> EXERCISE:
Print the whole listing exactly.

== EXTRACTED ENTRIES

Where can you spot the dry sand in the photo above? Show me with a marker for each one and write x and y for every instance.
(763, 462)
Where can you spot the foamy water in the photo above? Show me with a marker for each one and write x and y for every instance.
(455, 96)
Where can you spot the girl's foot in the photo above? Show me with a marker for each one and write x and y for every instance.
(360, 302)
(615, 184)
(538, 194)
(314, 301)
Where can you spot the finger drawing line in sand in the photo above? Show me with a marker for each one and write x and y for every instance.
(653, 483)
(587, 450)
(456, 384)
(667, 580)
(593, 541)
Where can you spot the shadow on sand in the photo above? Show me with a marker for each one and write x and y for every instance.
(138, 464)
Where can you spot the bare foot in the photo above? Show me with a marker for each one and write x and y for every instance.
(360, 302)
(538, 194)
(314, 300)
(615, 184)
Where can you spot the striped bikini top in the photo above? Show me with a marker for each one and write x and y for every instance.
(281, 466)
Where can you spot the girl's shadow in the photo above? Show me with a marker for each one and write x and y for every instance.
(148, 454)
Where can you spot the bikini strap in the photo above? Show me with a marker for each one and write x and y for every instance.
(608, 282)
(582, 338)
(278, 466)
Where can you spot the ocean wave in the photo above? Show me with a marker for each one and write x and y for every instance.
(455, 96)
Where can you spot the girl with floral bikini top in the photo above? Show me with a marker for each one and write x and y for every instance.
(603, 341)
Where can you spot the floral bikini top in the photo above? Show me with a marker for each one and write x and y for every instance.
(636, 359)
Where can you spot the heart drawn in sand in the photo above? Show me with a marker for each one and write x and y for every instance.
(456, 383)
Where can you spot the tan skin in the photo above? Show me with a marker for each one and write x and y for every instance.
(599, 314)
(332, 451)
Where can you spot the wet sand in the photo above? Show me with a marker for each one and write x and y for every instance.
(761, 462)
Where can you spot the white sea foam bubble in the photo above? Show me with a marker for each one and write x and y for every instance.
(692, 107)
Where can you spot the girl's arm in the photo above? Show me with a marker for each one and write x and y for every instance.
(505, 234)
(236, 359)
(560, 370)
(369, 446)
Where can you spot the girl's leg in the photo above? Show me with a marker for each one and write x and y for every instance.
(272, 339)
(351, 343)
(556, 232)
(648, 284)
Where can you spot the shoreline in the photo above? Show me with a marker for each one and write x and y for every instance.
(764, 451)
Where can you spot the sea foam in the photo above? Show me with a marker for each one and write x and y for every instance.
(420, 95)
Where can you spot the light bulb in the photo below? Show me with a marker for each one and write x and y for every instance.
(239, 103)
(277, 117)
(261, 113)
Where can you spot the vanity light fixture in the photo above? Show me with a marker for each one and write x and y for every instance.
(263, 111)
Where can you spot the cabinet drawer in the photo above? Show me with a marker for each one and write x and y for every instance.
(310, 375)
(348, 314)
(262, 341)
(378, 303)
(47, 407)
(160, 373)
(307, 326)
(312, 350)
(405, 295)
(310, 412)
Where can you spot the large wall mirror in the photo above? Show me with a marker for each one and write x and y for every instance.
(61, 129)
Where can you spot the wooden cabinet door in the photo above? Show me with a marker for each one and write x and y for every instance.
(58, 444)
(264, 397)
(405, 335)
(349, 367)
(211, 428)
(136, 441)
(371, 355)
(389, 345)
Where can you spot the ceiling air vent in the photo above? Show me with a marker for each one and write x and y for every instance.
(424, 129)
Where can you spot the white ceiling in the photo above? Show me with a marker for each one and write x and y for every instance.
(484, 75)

====

> ANSWER TO THIS PROBLEM:
Where can you spot the dry sand in the photo above? Show me with a marker for each one and write x and y for every instance.
(763, 462)
Where can you spot the foamy water in the photo above? Show me with a marker for each one and write x and y for every instance.
(455, 96)
Where can you spot the girl's foot in the photo above? Show me with a marker for each one and write x and y for every instance.
(360, 302)
(615, 184)
(538, 194)
(314, 301)
Where can you spot the finger drawing line in sand in the photo above? Show me with a marker for each one and write x and y for every instance.
(653, 483)
(587, 450)
(456, 384)
(667, 580)
(593, 541)
Where can you spot the shadow on sand in the photo above? Show me with a marker for each one and write x and y for every instance.
(138, 464)
Where can you spot the bare foot in the photo above? Show me with a marker for each one and write x and y for every instance.
(360, 302)
(538, 194)
(314, 300)
(615, 184)
Where can you spot the striped bikini top in the photo above? Show me with a marker for each one and write x and y for every instance.
(281, 466)
Where can you spot the girl's shadow in the photo above? Show me with a marker for each one and write x and y for every instance.
(148, 454)
Where can you spot the bikini strap in the photo above? Show me with a marker for each one and write x and y for every instance.
(608, 282)
(582, 338)
(278, 466)
Where can you spot the ocean wave in the photo above? Show me with a marker for each one and write x and y for every instance.
(455, 96)
Where can you spot the girl with floral bikini top in the photo above? Show me with a marker for each one and write x and y for every instance.
(603, 341)
Where can you spot the floral bikini top in the photo above? Show me with a marker for each one and write x and y for every instance.
(636, 359)
Where can you spot the heart drawn in sand in the photo above? Show me with a marker for each one and write x and y for every instance.
(456, 383)
Where can you spot the tan skin in the photo above? Show me with a marker for each one and write x and y for every instance.
(599, 314)
(332, 451)
Where can you spot the wet sand in the photo above? Show me with a marker for each one and write x and y for every instance.
(761, 462)
Where can you spot the white sea foam bubble in the photo above? Show me with a marker for each one and write x and y for every instance.
(692, 107)
Where can you spot the girl's arm in the photo above? Show me with a marker for each one and write x and y for every instance.
(505, 234)
(236, 359)
(560, 370)
(369, 446)
Where can you spot the girl's leg in the photo above? Show me with a marker for each one and write x and y for every instance.
(272, 339)
(351, 343)
(556, 232)
(648, 284)
Where can you spot the shoreline in the photo above? Show me with a marker for each one and write x and y for every instance.
(764, 451)
Where can you spot the sea foam in the photo above? Show me with a marker for each one and write x and y for every instance.
(420, 95)
Where can you spot the light bulb in the photo below? Show me with a marker for each one and write x and y for every instance.
(239, 103)
(277, 117)
(261, 113)
Where can you spot the vanity light fixture in the photo above? Show me with a marker for each one and write x and y for every instance.
(263, 111)
Where can you spot the cabinet drawer in the photo above? Show me with a marker for each one and write x and y for every instance.
(310, 375)
(348, 314)
(262, 341)
(378, 303)
(47, 407)
(160, 373)
(307, 326)
(312, 350)
(405, 295)
(310, 412)
Where can you spot the large wall mirror in the photo above? Show me with a marker for each one and write x and y for every instance.
(61, 129)
Where can you spot the wooden cabinet door in the photo above? Show me with a marker for each one and write x and y for every instance.
(58, 444)
(264, 397)
(405, 335)
(349, 367)
(211, 428)
(136, 441)
(371, 355)
(389, 345)
Where can you spot the ceiling air vent in the photo above? Show me with a marker for each one and write x and y for every instance.
(424, 129)
Where can you spot the white ceiling in the photo above? Show me with a marker for each one and write x and y for every instance.
(484, 75)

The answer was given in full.